── TEXT EXCERPT

Brighton sextet,
The Go! Team have always been one for combining a myriad of genres. Their mix of soul, funk, old school hip hop, noise pop, Bollywood soundtracks, indie, garage rock, and playground-style chanting has always left them floating between genres, unable to be pigeonholed or labelled. They’ve supported acts as diverse as My Bloody Valentine to Kevin Shields, and have been commissioned to remix tracks for Hot Chip and Bloc Party. The Go! Team utilise both live instruments and samples in their tracks, and despite Ninja, Tsuchida and Fukami-Taylor taking the majority of vocals, the band have enlisted many guest vocalists on past albums.
It is now a whole seven years since
The Go! Team’s full-length debut album Thunder, Lightning, Strike, was released, receiving widespread critical acclaim, comparisons to the likes of Simian Mobile Disco, 2 Many DJs and Soulwax, and a rather tasty Mercury Prize nomination. Can new effort, the notoriously difficult third-album, Rolling Blackouts, attain the same level of success?
Guest vocalists on this album include Deerhoof’s Satomi Matsuzaki on the exceedingly poppy
Secretary Song, a track best suited to an image of happy teenagers skipping along the beach in a polkadot bikinis in fast forward and sepia, and Best Coast’s Beth Cosentino on
Buy Nothing Day, a slightly more laid back and surfer-esque effort, diverting from the band’s usual zany and outlandish eccentricities, probably due to the slight drawl of Cosentino’s vocals.

────
── LISTED RECORDS

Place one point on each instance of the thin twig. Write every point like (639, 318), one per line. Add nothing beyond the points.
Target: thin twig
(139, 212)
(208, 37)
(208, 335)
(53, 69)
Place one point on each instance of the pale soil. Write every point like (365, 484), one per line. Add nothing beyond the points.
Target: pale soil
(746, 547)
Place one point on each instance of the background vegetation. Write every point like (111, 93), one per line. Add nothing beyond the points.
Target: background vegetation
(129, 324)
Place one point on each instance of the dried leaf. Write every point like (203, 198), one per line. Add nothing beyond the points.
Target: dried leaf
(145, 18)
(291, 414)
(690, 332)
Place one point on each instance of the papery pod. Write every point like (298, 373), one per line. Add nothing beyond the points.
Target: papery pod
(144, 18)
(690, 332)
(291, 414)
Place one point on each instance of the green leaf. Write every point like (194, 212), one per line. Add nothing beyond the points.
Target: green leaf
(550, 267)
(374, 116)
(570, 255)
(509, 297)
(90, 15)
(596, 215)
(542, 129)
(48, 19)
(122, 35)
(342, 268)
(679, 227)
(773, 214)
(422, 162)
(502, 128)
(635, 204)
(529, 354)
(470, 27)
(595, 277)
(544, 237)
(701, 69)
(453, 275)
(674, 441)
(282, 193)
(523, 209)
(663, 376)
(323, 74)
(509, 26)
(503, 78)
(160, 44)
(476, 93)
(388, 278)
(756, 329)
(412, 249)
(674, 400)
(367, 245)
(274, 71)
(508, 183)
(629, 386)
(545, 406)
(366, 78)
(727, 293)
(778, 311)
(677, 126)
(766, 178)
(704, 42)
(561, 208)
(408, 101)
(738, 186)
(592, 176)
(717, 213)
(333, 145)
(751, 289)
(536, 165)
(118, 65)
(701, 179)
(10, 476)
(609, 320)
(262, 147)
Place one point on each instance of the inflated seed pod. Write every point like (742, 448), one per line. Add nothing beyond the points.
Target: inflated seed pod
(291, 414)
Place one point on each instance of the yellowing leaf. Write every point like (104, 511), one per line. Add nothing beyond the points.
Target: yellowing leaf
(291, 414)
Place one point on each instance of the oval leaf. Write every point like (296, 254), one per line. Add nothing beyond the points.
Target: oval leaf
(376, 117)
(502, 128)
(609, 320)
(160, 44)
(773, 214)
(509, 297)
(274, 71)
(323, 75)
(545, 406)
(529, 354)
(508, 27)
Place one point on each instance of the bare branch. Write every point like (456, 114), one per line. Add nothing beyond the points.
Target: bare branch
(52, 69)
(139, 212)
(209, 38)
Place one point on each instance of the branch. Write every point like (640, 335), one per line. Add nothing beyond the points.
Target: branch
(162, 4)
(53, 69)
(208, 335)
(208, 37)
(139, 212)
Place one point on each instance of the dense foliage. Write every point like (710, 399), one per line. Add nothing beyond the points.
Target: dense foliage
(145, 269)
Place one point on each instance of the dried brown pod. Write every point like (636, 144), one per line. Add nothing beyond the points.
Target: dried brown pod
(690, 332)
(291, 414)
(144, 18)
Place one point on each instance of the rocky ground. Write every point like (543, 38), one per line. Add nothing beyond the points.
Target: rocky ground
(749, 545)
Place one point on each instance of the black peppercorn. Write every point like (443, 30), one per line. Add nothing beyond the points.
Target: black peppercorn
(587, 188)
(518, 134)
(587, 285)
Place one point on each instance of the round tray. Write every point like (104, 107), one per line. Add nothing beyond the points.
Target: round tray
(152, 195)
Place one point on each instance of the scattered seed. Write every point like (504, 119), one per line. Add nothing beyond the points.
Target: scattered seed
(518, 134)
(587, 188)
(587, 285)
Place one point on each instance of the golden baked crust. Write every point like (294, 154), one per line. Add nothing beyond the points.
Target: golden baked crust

────

* **WHAT TO DO**:
1. Reproduce the passage of the review of The Go! Team that begins at the words "Guest vocalists on this" and stops after the words "of Cosentino’s vocals.".
2. In the review of The Go! Team, what prize nomination did the debut album Thunder, Lightning, Strike receive?
The records play no part in the work that follows.

* **OUTPUTS FOR THE TASKS**:
1.
Guest vocalists on this album include Deerhoof’s Satomi Matsuzaki on the exceedingly poppy
Secretary Song, a track best suited to an image of happy teenagers skipping along the beach in a polkadot bikinis in fast forward and sepia, and Best Coast’s Beth Cosentino on
Buy Nothing Day, a slightly more laid back and surfer-esque effort, diverting from the band’s usual zany and outlandish eccentricities, probably due to the slight drawl of Cosentino’s vocals.

2. A Mercury Prize nomination.